EXERCISE DIRECTIONS ▸ Copy out exactly the line that contains "QA review pass — verify and re-annotate every blurred" and all lines following it to the end of the data.

(Phrase grounding data)

= = = =

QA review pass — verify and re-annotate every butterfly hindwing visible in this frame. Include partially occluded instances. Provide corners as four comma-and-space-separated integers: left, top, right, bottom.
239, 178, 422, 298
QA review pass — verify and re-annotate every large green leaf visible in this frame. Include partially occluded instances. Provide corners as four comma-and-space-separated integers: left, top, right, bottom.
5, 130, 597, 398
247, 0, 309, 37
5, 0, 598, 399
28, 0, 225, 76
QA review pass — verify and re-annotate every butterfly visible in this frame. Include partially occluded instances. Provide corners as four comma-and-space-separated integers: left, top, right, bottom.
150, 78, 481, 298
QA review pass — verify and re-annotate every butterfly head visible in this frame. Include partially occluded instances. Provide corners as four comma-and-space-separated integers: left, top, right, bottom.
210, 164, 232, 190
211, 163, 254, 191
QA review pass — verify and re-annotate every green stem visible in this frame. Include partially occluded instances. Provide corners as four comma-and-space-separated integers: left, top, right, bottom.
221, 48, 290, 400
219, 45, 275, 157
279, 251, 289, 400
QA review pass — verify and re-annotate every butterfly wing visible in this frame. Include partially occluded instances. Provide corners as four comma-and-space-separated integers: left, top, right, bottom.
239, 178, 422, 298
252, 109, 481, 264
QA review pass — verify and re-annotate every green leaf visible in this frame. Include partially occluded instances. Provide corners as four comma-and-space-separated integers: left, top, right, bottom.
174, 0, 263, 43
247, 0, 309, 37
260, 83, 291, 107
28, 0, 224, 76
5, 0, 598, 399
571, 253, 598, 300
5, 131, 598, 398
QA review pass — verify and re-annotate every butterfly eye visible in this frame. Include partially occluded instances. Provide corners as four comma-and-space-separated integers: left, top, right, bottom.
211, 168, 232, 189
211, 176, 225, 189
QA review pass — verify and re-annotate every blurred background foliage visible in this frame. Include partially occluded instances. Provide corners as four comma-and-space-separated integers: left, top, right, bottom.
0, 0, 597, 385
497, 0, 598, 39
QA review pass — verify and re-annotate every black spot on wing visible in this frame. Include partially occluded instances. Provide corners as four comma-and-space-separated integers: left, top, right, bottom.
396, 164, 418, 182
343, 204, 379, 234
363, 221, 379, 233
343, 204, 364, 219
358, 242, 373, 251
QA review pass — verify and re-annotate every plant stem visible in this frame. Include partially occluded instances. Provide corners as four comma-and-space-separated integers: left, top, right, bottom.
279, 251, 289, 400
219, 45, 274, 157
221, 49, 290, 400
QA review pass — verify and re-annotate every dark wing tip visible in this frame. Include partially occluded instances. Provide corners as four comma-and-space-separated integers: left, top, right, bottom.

= = = =

WRITTEN RESPONSE ▸
QA review pass — verify and re-annotate every blurred background foliage visible in this frame. Include partially occluded instances. Provide corners as four comma-and-space-separated integers: left, top, right, bottom.
0, 0, 597, 385
497, 0, 598, 39
QA review pass — verify and re-annotate every black spot on wing visible in this frame. Include partially occluded instances. Provide corners as four comma-and-space-separated integers: left, top, right, bottom.
396, 164, 418, 182
343, 204, 379, 234
363, 221, 379, 233
343, 204, 364, 219
358, 242, 373, 251
QA review pass — verify and re-annotate every plant stem visible in this frame. Include partially occluded instances. Provide corners as four comma-and-space-separated integers: left, top, right, bottom.
279, 251, 289, 400
219, 45, 274, 157
221, 49, 290, 400
QA review pass — verify and re-annotate every dark wing tip visible in this frame. Include partially occluded instances. Provide corners as four comma-and-space-separated integers: left, top, right, bottom.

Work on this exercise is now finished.